§ **Work instructions**
Which lines in the records contain the word "blue"? Filter the records down to those lines and copy each one, treating uppercase and lowercase letters as different.

---*---

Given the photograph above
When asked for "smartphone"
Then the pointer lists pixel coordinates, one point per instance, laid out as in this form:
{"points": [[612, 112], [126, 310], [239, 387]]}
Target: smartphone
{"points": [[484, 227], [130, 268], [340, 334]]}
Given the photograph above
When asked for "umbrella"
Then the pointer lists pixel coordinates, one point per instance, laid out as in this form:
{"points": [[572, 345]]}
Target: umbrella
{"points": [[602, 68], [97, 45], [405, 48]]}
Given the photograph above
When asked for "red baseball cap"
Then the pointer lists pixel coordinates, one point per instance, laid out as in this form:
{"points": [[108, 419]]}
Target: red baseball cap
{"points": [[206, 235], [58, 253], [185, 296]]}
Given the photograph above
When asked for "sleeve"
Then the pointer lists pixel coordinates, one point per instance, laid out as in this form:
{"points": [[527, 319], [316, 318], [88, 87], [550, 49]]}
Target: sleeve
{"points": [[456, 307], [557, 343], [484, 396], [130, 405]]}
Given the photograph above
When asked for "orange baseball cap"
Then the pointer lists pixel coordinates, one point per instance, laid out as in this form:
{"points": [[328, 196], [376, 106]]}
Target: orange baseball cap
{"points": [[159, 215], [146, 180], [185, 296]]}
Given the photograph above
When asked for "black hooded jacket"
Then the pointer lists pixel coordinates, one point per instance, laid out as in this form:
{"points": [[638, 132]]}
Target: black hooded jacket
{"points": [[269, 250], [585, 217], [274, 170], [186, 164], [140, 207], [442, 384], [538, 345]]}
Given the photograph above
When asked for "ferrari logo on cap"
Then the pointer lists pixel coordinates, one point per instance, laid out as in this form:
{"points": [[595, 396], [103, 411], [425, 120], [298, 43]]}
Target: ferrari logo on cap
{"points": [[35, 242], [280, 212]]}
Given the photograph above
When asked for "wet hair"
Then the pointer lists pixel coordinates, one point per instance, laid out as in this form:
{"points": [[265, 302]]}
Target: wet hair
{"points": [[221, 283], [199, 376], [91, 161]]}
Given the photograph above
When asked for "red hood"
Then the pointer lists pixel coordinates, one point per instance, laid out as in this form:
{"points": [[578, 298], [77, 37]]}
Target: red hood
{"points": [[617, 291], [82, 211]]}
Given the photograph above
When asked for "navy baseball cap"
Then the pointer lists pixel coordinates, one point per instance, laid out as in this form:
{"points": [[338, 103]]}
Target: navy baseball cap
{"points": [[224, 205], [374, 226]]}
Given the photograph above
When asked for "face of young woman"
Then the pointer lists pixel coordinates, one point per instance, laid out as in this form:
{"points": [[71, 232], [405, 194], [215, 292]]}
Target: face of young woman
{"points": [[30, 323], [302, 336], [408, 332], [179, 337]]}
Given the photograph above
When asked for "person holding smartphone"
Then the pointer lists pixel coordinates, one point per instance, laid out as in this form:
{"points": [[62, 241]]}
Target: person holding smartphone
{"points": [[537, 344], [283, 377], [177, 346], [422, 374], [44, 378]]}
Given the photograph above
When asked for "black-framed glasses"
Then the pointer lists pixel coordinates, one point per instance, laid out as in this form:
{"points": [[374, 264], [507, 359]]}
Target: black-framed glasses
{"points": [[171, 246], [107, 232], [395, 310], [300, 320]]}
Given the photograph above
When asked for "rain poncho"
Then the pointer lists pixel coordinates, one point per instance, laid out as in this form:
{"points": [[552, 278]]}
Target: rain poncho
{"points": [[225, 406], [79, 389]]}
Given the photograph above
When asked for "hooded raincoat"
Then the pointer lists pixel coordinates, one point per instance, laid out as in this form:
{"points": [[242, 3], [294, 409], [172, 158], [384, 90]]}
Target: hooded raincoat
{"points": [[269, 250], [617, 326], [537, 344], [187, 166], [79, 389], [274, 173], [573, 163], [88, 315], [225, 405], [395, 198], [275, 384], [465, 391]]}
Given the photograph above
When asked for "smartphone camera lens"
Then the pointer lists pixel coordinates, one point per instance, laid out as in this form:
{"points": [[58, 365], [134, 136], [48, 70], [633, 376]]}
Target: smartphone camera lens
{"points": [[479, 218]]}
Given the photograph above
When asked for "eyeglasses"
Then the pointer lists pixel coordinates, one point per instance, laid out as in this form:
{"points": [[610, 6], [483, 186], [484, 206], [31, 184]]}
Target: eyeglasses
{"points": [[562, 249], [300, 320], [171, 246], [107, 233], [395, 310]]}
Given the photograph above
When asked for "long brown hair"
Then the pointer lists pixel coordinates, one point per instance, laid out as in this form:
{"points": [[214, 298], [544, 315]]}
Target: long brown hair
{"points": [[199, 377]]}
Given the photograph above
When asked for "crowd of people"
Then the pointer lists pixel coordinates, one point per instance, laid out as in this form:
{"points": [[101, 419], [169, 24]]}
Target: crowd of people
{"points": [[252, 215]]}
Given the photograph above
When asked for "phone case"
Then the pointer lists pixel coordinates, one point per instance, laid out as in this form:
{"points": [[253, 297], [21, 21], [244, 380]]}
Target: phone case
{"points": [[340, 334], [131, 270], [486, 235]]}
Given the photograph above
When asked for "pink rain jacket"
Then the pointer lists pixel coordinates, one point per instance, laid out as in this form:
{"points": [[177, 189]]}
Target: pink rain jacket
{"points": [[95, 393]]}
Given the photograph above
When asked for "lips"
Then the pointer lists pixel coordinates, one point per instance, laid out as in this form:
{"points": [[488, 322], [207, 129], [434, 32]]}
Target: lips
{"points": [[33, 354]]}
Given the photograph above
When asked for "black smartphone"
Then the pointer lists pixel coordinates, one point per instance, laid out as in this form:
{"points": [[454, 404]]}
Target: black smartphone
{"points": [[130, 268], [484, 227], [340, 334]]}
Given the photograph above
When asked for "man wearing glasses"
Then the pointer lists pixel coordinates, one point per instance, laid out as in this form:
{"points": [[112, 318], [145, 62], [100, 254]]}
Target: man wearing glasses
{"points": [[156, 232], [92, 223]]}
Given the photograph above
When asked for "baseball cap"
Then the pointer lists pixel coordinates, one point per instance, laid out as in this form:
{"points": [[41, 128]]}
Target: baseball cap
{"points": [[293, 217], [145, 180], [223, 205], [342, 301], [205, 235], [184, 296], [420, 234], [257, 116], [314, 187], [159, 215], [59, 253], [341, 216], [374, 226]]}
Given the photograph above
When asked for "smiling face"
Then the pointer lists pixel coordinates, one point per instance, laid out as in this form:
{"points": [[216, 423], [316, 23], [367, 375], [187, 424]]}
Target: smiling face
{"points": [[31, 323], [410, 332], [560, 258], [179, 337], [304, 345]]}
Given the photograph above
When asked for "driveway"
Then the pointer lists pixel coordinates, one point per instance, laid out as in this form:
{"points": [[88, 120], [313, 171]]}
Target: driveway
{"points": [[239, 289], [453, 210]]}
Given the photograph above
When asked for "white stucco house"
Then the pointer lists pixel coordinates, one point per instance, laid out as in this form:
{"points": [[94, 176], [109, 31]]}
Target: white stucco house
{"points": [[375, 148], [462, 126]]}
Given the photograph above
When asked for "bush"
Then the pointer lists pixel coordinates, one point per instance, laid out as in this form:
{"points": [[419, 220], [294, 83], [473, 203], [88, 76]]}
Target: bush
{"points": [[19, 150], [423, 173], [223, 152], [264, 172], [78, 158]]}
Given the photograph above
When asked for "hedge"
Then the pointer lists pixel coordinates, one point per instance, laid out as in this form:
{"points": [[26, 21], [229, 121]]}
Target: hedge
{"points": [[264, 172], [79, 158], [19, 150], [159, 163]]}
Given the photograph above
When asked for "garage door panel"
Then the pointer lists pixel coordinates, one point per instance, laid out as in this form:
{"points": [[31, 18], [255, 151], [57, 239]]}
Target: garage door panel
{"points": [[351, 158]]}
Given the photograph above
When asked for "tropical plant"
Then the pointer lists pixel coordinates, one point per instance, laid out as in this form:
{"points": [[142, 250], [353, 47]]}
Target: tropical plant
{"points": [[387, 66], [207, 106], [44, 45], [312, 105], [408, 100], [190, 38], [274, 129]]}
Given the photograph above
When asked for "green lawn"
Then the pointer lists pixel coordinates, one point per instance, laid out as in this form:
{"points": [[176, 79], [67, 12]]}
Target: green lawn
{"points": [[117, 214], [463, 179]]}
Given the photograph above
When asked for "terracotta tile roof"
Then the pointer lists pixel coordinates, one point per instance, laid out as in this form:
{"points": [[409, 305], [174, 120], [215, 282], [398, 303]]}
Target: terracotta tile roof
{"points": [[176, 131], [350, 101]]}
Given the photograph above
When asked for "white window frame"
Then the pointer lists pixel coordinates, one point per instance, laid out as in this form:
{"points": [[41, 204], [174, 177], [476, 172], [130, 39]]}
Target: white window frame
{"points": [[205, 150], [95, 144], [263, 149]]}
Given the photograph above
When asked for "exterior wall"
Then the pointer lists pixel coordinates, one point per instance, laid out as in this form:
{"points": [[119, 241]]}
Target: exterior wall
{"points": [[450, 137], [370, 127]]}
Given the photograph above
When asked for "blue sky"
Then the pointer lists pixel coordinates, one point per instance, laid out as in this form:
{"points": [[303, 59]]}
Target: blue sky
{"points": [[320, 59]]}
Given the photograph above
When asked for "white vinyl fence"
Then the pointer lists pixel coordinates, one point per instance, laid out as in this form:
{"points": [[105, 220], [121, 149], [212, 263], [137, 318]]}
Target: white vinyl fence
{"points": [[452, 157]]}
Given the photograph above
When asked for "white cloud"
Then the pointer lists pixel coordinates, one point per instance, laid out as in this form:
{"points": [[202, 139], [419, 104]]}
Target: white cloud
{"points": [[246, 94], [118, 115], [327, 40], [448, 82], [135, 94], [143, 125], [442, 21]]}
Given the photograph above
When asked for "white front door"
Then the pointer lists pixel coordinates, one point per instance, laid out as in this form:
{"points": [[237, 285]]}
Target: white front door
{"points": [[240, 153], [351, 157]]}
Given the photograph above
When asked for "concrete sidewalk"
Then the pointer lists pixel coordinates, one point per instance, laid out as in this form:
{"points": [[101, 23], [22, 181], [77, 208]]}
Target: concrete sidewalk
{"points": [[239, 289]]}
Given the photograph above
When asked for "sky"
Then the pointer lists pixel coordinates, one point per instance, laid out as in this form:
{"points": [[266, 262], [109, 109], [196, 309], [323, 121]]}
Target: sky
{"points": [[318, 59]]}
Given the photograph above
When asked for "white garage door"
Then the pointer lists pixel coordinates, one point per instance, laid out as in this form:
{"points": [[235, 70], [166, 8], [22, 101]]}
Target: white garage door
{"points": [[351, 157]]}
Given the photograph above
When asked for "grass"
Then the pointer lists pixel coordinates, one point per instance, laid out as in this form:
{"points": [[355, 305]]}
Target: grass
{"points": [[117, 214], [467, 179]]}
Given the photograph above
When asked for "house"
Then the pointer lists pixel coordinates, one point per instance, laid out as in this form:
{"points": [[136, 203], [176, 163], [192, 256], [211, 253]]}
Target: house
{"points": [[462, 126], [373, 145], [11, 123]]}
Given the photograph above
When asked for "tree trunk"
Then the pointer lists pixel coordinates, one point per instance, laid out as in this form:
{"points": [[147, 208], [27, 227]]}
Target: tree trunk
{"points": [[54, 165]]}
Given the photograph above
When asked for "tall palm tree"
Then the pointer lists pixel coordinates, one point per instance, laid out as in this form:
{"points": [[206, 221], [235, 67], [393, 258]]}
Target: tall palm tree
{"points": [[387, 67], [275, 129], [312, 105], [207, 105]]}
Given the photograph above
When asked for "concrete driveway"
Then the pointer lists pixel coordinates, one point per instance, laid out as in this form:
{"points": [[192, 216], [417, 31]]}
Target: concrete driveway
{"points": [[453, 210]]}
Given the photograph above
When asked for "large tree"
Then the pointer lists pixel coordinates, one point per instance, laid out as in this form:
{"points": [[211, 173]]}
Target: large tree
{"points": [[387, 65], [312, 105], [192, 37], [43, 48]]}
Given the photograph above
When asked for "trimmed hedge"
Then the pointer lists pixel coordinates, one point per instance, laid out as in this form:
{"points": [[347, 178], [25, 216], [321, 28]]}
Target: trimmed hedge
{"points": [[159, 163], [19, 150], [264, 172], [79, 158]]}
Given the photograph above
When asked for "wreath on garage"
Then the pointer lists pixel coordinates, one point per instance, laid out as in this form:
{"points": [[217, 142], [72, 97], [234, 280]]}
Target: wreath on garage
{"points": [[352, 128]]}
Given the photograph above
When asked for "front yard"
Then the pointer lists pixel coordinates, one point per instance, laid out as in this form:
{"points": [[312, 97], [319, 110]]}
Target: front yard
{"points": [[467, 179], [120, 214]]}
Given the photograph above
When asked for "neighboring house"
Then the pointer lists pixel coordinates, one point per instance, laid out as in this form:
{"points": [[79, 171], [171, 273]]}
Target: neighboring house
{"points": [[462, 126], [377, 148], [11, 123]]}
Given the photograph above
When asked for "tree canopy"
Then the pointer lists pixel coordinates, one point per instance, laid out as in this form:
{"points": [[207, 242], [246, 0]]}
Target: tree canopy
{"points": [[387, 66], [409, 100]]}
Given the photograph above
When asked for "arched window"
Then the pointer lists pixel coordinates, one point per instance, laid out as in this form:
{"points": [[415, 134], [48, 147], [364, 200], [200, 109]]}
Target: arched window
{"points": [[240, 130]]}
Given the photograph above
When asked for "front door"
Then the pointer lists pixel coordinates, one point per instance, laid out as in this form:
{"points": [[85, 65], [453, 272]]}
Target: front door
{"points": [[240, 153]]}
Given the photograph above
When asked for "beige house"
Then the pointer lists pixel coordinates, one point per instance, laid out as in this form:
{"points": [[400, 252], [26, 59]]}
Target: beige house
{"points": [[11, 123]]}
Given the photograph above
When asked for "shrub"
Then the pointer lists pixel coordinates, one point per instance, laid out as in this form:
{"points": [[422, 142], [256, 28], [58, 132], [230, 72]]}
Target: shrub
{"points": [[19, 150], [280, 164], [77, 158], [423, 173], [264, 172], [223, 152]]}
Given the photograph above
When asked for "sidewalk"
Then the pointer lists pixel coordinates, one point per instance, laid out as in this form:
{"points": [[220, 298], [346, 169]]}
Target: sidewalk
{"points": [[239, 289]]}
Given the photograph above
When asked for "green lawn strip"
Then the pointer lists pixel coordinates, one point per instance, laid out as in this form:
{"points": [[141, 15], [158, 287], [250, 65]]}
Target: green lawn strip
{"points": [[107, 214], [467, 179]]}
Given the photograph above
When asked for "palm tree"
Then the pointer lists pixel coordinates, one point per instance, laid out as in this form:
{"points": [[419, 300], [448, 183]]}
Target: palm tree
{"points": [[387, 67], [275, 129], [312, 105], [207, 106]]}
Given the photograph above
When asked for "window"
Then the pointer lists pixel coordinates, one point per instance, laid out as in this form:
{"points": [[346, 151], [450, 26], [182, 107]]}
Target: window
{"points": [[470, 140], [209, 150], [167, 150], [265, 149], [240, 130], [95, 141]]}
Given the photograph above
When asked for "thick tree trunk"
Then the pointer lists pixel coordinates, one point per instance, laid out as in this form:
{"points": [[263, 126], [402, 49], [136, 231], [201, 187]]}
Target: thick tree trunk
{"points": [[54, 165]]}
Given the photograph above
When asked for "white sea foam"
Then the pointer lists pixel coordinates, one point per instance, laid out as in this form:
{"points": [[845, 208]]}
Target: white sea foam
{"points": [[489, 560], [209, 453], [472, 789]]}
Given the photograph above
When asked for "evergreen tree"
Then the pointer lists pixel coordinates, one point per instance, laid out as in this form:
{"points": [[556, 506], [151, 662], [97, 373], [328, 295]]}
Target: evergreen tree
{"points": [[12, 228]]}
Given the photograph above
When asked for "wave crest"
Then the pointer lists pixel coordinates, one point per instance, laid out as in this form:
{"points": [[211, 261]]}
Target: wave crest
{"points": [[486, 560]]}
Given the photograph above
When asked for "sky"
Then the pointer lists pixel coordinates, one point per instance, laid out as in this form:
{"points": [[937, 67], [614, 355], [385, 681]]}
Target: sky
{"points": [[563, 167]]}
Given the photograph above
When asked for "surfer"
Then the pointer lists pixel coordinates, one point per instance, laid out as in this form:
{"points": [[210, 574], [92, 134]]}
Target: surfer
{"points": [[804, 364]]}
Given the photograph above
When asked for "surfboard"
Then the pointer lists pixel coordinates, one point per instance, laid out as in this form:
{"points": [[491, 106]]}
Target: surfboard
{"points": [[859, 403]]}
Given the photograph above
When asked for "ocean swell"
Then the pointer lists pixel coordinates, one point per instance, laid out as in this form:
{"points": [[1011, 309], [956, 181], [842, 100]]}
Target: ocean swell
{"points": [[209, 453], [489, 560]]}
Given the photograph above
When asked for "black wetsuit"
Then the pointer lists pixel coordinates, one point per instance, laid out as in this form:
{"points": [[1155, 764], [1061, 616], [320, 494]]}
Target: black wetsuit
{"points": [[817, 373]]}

---*---

§ **Answer to this task**
When asked for "blue sky"
Target: blue sky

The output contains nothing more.